• Task details: Reproduce the rows from their first line through the line containing "117 28 L 109", substituting "object" for each occurrence of "instance" and leaving everything else unchanged.

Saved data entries
##########
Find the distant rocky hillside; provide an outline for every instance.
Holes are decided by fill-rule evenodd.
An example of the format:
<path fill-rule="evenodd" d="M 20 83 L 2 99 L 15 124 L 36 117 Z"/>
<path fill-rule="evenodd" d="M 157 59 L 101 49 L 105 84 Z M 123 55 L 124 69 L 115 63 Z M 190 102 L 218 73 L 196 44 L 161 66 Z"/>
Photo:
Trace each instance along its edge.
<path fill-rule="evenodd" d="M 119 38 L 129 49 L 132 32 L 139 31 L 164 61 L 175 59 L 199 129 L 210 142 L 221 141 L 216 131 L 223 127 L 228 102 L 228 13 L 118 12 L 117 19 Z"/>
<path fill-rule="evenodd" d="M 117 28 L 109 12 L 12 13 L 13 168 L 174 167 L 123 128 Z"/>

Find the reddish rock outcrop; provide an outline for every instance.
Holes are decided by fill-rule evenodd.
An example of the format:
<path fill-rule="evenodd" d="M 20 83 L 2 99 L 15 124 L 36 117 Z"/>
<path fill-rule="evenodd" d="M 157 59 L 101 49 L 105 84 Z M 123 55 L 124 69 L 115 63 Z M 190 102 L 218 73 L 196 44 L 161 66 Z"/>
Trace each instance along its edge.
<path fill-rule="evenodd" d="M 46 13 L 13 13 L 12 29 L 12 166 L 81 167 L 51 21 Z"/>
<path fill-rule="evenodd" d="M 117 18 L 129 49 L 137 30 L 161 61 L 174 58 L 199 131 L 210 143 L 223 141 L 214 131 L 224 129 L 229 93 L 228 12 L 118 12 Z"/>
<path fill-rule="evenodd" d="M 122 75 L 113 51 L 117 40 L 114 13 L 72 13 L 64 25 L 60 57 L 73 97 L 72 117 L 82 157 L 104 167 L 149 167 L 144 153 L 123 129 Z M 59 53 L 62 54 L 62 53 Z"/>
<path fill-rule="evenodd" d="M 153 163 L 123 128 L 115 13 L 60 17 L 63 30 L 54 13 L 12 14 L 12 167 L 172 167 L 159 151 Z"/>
##########
• Exercise solution:
Find the distant rocky hillside; provide an outline for every object.
Holes are decided by fill-rule evenodd.
An example of the format:
<path fill-rule="evenodd" d="M 20 83 L 2 99 L 15 124 L 36 117 Z"/>
<path fill-rule="evenodd" d="M 157 59 L 101 49 L 105 84 Z M 123 55 L 124 69 L 115 63 Z M 190 102 L 218 73 L 196 44 L 161 66 Z"/>
Photo:
Trace each object along its edge.
<path fill-rule="evenodd" d="M 119 38 L 129 49 L 132 32 L 139 31 L 164 61 L 175 59 L 199 129 L 210 142 L 221 141 L 216 131 L 223 127 L 228 102 L 228 13 L 118 12 L 117 19 Z"/>
<path fill-rule="evenodd" d="M 117 28 L 109 12 L 12 13 L 13 168 L 174 167 L 123 128 Z"/>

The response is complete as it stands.